▶ Provided text:
::::

Imagine a World Illuminated with Organic Lighting…OLED Technology is Good for the Environment AND People
The Department of Energy estimates that transitioning to solid-state lighting reduced energy consumption by 1.1 quads in 2017, corresponding to over 225 million metric tons of CO2e and equivalent to the yearly electrical consumption of 38 million homes in the United States. OLED (organic light emitting diode) technology is one of those types of solid-state lighting. Not only is it ultra-thin, flexible, lightweight, cool to the touch and free of glare, it is extraordinarily sustainable and energy efficient, significantly reducing power and fuel consumption and greenhouse emissions.
OLEDWorks’ high efficacy solid-state OLED lighting panels reduce energy consumption compared to incandescent lighting, halogen lighting, and even solid-state lighting based on inorganic LEDs. OLED panels are 85% organic material and glass, do not contain toxic metals such as mercury, and have fewer components and a thinner profile compared to lighting based on inorganic LEDs.

::::

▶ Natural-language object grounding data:
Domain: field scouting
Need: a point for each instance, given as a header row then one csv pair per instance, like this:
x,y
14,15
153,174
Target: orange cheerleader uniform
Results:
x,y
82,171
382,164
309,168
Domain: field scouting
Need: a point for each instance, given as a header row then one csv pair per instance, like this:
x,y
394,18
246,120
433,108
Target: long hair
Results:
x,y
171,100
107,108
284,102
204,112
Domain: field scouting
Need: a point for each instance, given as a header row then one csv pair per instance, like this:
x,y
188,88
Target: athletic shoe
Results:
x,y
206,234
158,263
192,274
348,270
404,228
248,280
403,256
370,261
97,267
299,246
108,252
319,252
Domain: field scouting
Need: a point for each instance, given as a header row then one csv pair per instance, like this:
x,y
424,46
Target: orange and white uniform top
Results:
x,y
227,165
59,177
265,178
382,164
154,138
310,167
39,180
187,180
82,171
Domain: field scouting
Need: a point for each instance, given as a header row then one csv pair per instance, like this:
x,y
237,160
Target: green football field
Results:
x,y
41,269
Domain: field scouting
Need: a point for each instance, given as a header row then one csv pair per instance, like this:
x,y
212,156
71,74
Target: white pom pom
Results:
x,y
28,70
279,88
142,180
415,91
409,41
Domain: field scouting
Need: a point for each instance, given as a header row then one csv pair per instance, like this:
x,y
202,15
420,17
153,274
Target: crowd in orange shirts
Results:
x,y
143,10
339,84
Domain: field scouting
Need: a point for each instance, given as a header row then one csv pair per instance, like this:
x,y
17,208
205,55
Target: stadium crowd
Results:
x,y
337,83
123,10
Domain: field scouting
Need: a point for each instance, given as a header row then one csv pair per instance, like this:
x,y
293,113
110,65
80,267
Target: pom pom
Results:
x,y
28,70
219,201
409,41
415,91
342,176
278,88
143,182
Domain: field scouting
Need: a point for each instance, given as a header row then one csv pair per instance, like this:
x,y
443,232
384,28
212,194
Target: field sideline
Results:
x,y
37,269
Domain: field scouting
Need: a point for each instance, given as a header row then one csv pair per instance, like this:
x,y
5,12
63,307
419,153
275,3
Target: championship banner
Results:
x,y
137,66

::::

▶ Exercise tasks:
[1] Answer these questions from the text on OLED lighting:
(a) According to the Department of Energy, by how much did the transition to solid-state lighting reduce energy consumption in 2017?
(b) What percentage of OLED panels is organic material and glass?
(c) Which toxic metal is named as absent from OLED panels?
[2] Render this sentence from the text on OLED lighting in Spanish: "OLED (organic light emitting diode) technology is one of those types of solid-state lighting."
[3] Write the next paragraph of the text on OLED lighting, picking up after its final sentence.
The listing has no connection to the text on OLED lighting.

▶ Answers below:
[1]
(a) 1.1 quads
(b) 85%
(c) Mercury

[2] La tecnología OLED (diodo orgánico emisor de luz) es uno de esos tipos de iluminación de estado sólido.

[3]
Since OLEDs emit from the entire surface of the panel, they do not require the thermal heat sink used in inorganic LED lighting. Life cycle analysis (LCA) studies performed by the Department of Energy have shown that the thermal heat sink often has the highest environmental impact in the manufacturing and disposal steps related to the inorganic LED lighting.
A New York State Energy Research and Development Authority (NYSERDA) project is underway to evaluate the LCA of OLED lighting panels, in collaboration with Rochester Institute of Technology.
- Reduced lighting system weight in vehicles allows improved fuel efficiencies and reduced emissions
- Fewer lighting fixture components and use of non-toxic materials results in a reduced manufacturing footprint and easier recycling at end-of-life and compact profiles
- Low-glare and cooler operating temperatures allow placement of lighting fixtures closer to the end-user, reducing the number of fixtures required, overall power requirements and greenhouse gas emissions.